*** Block opens ***

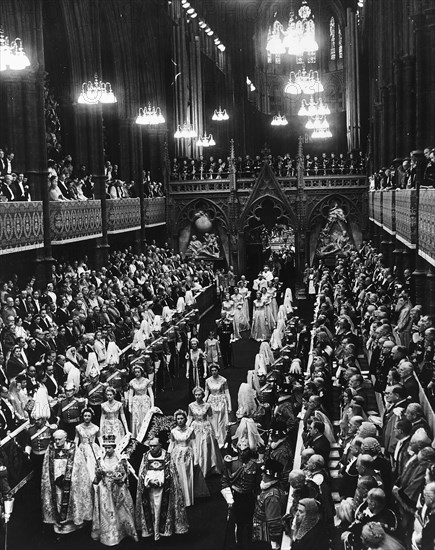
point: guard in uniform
(224, 332)
(116, 378)
(95, 393)
(266, 396)
(270, 506)
(38, 438)
(240, 486)
(69, 411)
(279, 449)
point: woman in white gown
(208, 454)
(87, 441)
(183, 454)
(140, 399)
(246, 294)
(113, 421)
(218, 395)
(259, 330)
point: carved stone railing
(74, 221)
(377, 207)
(426, 224)
(372, 206)
(406, 216)
(123, 215)
(336, 181)
(21, 226)
(197, 186)
(388, 212)
(155, 211)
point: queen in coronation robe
(160, 505)
(66, 489)
(113, 518)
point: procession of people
(85, 434)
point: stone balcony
(22, 223)
(409, 215)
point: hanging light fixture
(12, 55)
(96, 92)
(274, 42)
(313, 108)
(150, 116)
(321, 134)
(303, 82)
(279, 120)
(220, 115)
(297, 38)
(185, 131)
(206, 141)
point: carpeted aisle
(207, 518)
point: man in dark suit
(414, 413)
(408, 380)
(50, 381)
(20, 189)
(400, 456)
(318, 441)
(7, 189)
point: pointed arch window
(340, 42)
(332, 43)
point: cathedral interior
(192, 62)
(196, 124)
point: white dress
(181, 449)
(110, 420)
(218, 395)
(140, 403)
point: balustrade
(21, 226)
(426, 224)
(124, 215)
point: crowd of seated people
(66, 183)
(13, 186)
(283, 166)
(385, 475)
(402, 175)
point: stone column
(431, 290)
(419, 277)
(407, 113)
(397, 256)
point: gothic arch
(209, 207)
(254, 212)
(320, 211)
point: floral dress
(243, 291)
(139, 402)
(259, 330)
(218, 395)
(110, 420)
(183, 450)
(87, 434)
(208, 455)
(113, 515)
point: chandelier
(220, 115)
(321, 134)
(185, 131)
(279, 120)
(96, 92)
(206, 141)
(150, 115)
(313, 108)
(297, 38)
(12, 55)
(303, 82)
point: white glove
(228, 496)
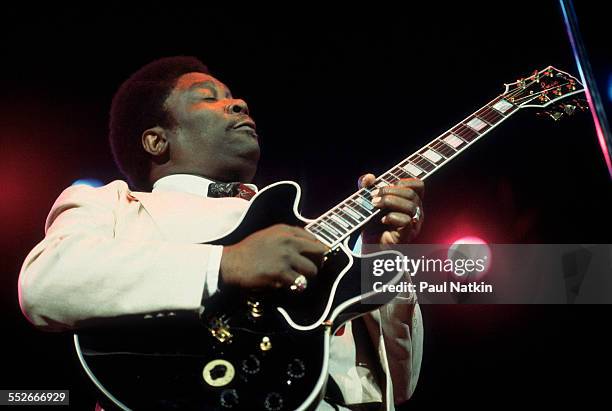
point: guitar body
(252, 351)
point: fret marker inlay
(432, 155)
(502, 106)
(476, 124)
(412, 169)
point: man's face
(214, 135)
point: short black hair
(139, 105)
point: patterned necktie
(218, 190)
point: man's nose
(238, 106)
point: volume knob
(229, 399)
(273, 402)
(296, 368)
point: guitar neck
(341, 221)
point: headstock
(547, 88)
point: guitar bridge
(220, 329)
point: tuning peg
(554, 114)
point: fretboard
(346, 217)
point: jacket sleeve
(80, 271)
(401, 324)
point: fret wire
(435, 150)
(330, 221)
(348, 218)
(331, 229)
(340, 221)
(364, 215)
(323, 233)
(362, 210)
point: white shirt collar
(187, 183)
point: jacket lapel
(184, 217)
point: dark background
(336, 93)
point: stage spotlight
(92, 182)
(474, 249)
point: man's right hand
(272, 258)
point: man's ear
(155, 142)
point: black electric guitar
(270, 352)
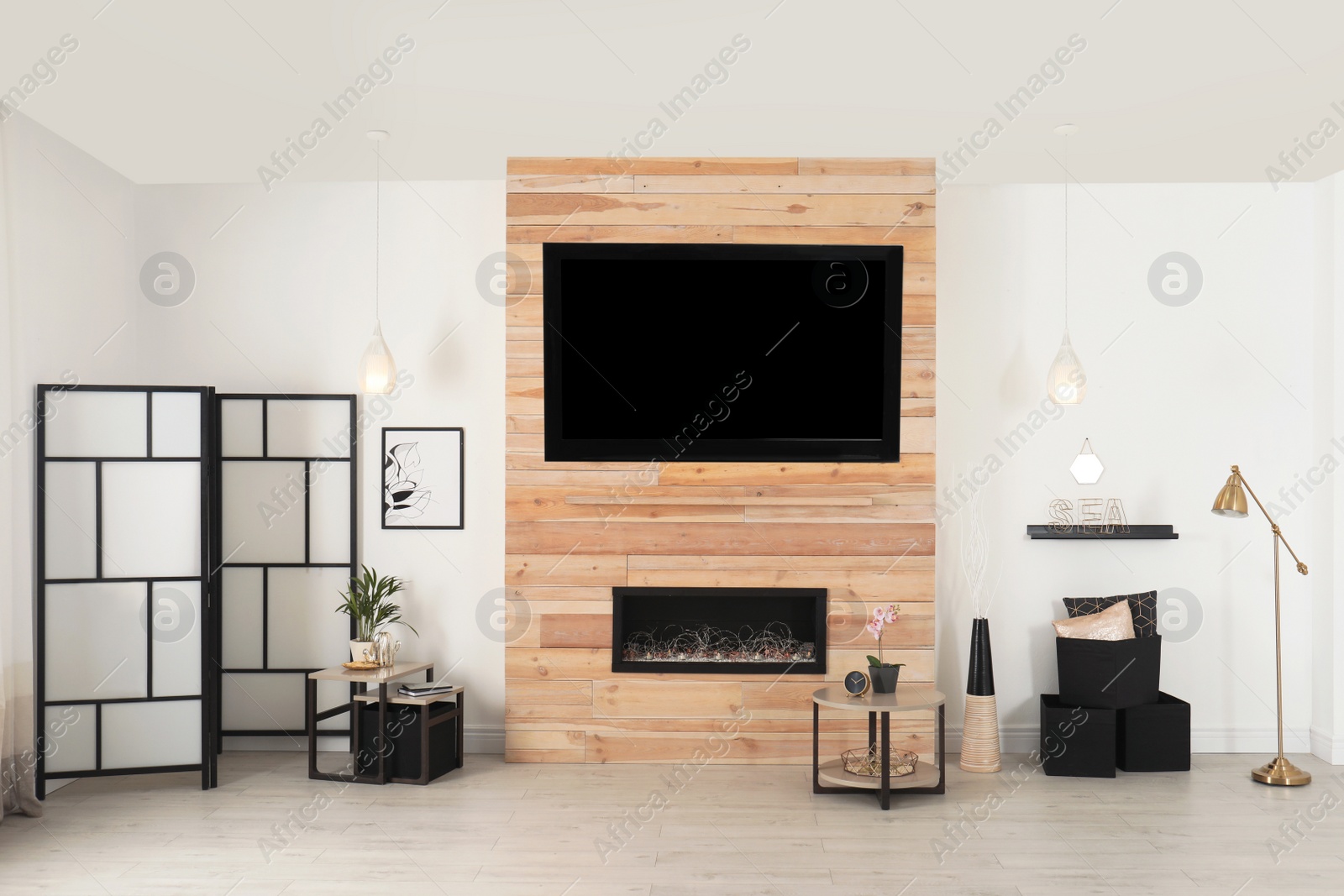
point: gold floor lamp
(1231, 501)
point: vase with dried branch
(980, 748)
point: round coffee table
(831, 777)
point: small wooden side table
(907, 699)
(360, 679)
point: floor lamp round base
(1283, 773)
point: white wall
(284, 301)
(1173, 396)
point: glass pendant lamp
(376, 369)
(1066, 383)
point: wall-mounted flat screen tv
(722, 352)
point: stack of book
(425, 691)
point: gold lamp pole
(1231, 501)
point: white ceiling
(1166, 90)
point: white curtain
(17, 712)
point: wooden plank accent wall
(864, 531)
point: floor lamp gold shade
(1231, 503)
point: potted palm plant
(884, 674)
(369, 602)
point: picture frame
(423, 477)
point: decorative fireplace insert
(719, 631)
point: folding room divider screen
(188, 553)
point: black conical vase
(980, 678)
(980, 748)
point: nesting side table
(360, 679)
(831, 777)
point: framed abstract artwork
(423, 477)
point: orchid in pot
(884, 674)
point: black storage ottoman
(405, 738)
(1109, 674)
(1153, 736)
(1077, 741)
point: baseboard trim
(483, 739)
(1025, 738)
(1328, 748)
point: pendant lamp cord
(378, 222)
(1066, 234)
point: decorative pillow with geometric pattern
(1144, 606)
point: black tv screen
(722, 352)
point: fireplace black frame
(817, 665)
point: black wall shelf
(1075, 533)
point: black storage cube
(403, 736)
(1109, 674)
(1155, 736)
(1077, 741)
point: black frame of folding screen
(218, 645)
(207, 766)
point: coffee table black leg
(816, 747)
(461, 723)
(942, 748)
(311, 723)
(885, 794)
(382, 732)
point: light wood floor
(737, 831)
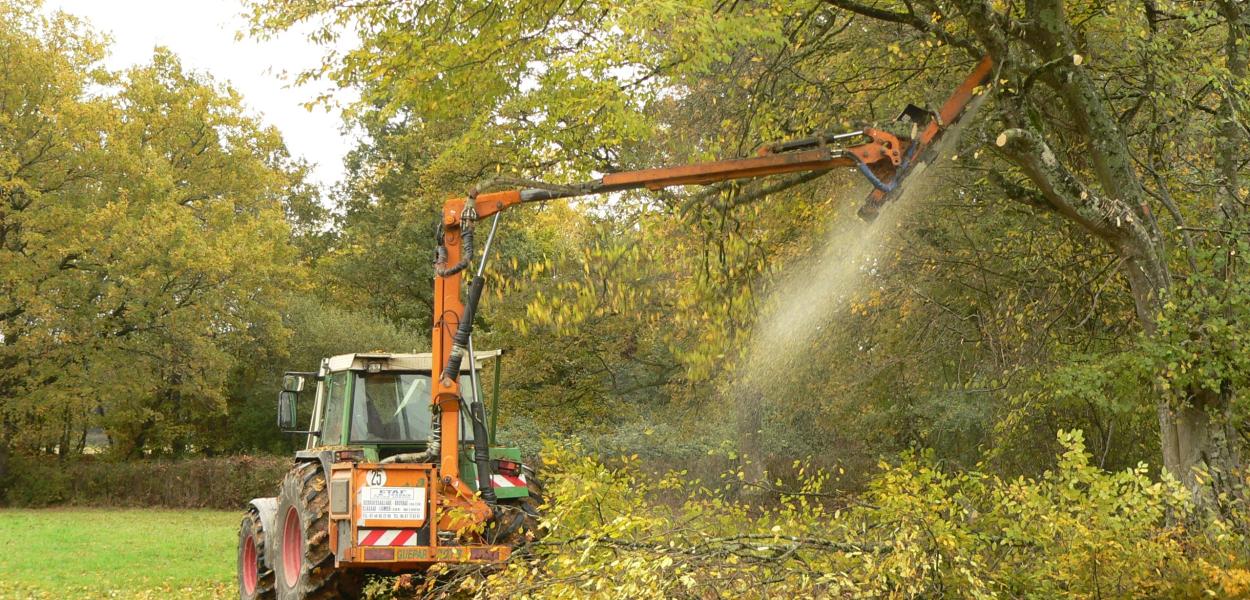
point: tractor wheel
(304, 564)
(255, 576)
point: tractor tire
(255, 575)
(304, 564)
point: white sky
(203, 35)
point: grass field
(96, 554)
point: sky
(203, 34)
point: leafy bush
(216, 483)
(919, 531)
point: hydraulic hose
(481, 451)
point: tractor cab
(380, 405)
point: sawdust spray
(808, 304)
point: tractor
(400, 470)
(361, 498)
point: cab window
(331, 426)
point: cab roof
(390, 361)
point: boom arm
(884, 158)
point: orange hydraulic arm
(885, 159)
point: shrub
(918, 531)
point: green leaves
(144, 248)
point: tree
(144, 241)
(1081, 140)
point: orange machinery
(884, 158)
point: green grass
(89, 554)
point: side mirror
(293, 383)
(286, 410)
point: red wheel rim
(249, 566)
(293, 548)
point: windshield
(395, 406)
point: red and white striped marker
(385, 536)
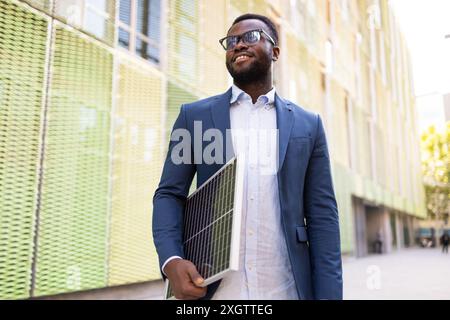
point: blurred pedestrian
(379, 242)
(445, 240)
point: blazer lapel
(285, 121)
(220, 111)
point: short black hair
(272, 29)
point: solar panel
(212, 224)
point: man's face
(258, 57)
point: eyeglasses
(250, 38)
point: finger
(196, 278)
(195, 291)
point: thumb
(196, 278)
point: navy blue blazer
(308, 206)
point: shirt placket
(253, 202)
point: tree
(435, 148)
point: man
(290, 237)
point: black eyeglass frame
(240, 37)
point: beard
(254, 72)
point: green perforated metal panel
(73, 226)
(176, 97)
(137, 165)
(22, 60)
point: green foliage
(435, 148)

*** Block closes ***

- Problem to solve
Starting with the top line, write out all the data above exactly; keep the pictures out.

- Answer space
point: guard in uniform
(224, 332)
(116, 378)
(95, 393)
(266, 396)
(270, 506)
(38, 438)
(240, 486)
(69, 411)
(279, 449)
point: woman in white gown
(208, 454)
(87, 441)
(183, 454)
(140, 399)
(246, 294)
(113, 421)
(218, 395)
(259, 330)
point: carved stone railing
(74, 221)
(377, 207)
(426, 224)
(372, 206)
(406, 216)
(123, 215)
(336, 181)
(21, 226)
(197, 186)
(388, 212)
(155, 211)
point: queen in coronation robe
(160, 505)
(66, 489)
(113, 518)
point: procession of people
(85, 434)
point: stone balcony
(22, 223)
(409, 215)
point: hanging light fixture
(12, 55)
(96, 92)
(274, 42)
(313, 108)
(150, 116)
(321, 134)
(303, 82)
(279, 120)
(220, 115)
(297, 38)
(185, 131)
(206, 141)
point: carpeted aisle
(207, 518)
point: man in dark suit
(414, 413)
(408, 380)
(50, 381)
(20, 189)
(400, 456)
(318, 441)
(7, 189)
point: pointed arch window
(340, 42)
(332, 43)
point: cathedral interior
(192, 62)
(196, 124)
point: white dress
(181, 449)
(110, 420)
(218, 395)
(140, 403)
point: balustrade
(21, 226)
(426, 224)
(124, 215)
point: crowd of seated people
(66, 183)
(13, 186)
(283, 166)
(385, 475)
(402, 175)
point: stone column
(431, 290)
(419, 277)
(407, 113)
(397, 256)
point: gothic arch
(209, 207)
(254, 212)
(320, 211)
point: floral dress
(243, 291)
(139, 402)
(259, 330)
(218, 395)
(110, 420)
(183, 450)
(87, 434)
(208, 455)
(113, 515)
point: chandelier
(220, 115)
(321, 134)
(185, 131)
(279, 120)
(96, 92)
(206, 141)
(150, 115)
(313, 108)
(297, 38)
(12, 55)
(303, 82)
point: white glove
(228, 496)
point: guitar body
(252, 351)
point: fret marker inlay
(432, 155)
(502, 106)
(476, 124)
(412, 169)
point: man's face
(214, 135)
point: short black hair
(139, 105)
point: patterned necktie
(218, 190)
point: man's nose
(238, 106)
point: volume knob
(229, 399)
(273, 402)
(296, 368)
point: guitar neck
(341, 221)
point: headstock
(547, 88)
point: guitar bridge
(220, 329)
point: tuning peg
(554, 114)
point: fretboard
(346, 217)
point: jacket sleeve
(80, 271)
(401, 324)
point: fret wire
(435, 150)
(330, 221)
(348, 218)
(331, 229)
(340, 221)
(364, 215)
(323, 233)
(362, 210)
point: white shirt collar
(187, 183)
point: jacket lapel
(184, 217)
point: dark background
(336, 93)
point: stage spotlight
(92, 182)
(474, 249)
point: man's right hand
(272, 258)
point: man's ear
(155, 142)
point: black electric guitar
(270, 352)
point: gold floor lamp
(1231, 501)
point: vase with dried branch
(980, 748)
point: round coffee table
(831, 777)
point: small wooden side table
(907, 699)
(360, 679)
point: floor lamp round base
(1283, 773)
point: white wall
(284, 301)
(1173, 396)
point: glass pendant lamp
(376, 369)
(1066, 383)
point: wall-mounted flat screen tv
(722, 352)
point: stack of book
(425, 691)
point: gold lamp pole
(1231, 501)
point: white ceiling
(1166, 90)
point: white curtain
(17, 712)
point: wooden plank accent wall
(864, 531)
point: floor lamp gold shade
(1231, 503)
point: potted palm plant
(884, 674)
(369, 602)
point: picture frame
(423, 477)
point: decorative fireplace insert
(719, 631)
point: folding room divider screen
(188, 553)
point: black conical vase
(980, 678)
(980, 748)
point: nesting side table
(360, 679)
(831, 777)
point: framed abstract artwork
(423, 477)
point: orchid in pot
(884, 674)
point: black storage ottoman
(405, 738)
(1109, 674)
(1153, 736)
(1077, 741)
point: baseboard trim
(483, 739)
(1025, 738)
(1328, 748)
point: pendant lamp cord
(378, 222)
(1066, 234)
point: decorative pillow with geometric pattern
(1144, 606)
point: black tv screen
(722, 352)
point: fireplace black frame
(817, 665)
point: black wall shelf
(1075, 533)
point: black storage cube
(403, 736)
(1109, 674)
(1155, 736)
(1077, 741)
point: black frame of folding screen
(218, 645)
(207, 766)
point: coffee table black leg
(816, 747)
(461, 723)
(942, 748)
(311, 723)
(885, 794)
(382, 732)
point: light wood floor
(737, 831)
point: tractor wheel
(304, 564)
(255, 576)
point: tractor tire
(255, 575)
(304, 564)
point: white sky
(203, 35)
point: grass field
(96, 554)
point: sky
(203, 34)
point: leafy bush
(216, 483)
(919, 531)
point: hydraulic hose
(481, 451)
point: tractor cab
(380, 405)
point: sawdust spray
(808, 304)
point: tractor
(400, 470)
(361, 498)
point: cab window
(331, 426)
point: cab roof
(390, 361)
point: boom arm
(884, 158)
point: orange hydraulic arm
(885, 159)
point: shrub
(918, 531)
point: green leaves
(144, 248)
point: tree
(144, 241)
(1081, 140)
point: orange machinery
(884, 158)
point: green grass
(89, 554)
point: side mirror
(293, 383)
(286, 410)
point: red wheel rim
(249, 566)
(293, 548)
point: windshield
(395, 406)
point: red and white striped marker
(385, 536)
point: blurred pedestrian
(379, 242)
(445, 240)
point: blazer lapel
(285, 121)
(220, 111)
point: short black hair
(272, 29)
point: solar panel
(212, 224)
point: man's face
(258, 57)
point: eyeglasses
(250, 38)
point: finger
(196, 278)
(195, 291)
point: thumb
(196, 278)
point: navy blue blazer
(308, 206)
point: shirt placket
(253, 202)
point: tree
(435, 148)
point: man
(290, 237)
point: black eyeglass frame
(240, 37)
point: beard
(254, 72)
point: green perforated metal panel
(73, 226)
(176, 97)
(137, 165)
(22, 60)
point: green foliage
(435, 148)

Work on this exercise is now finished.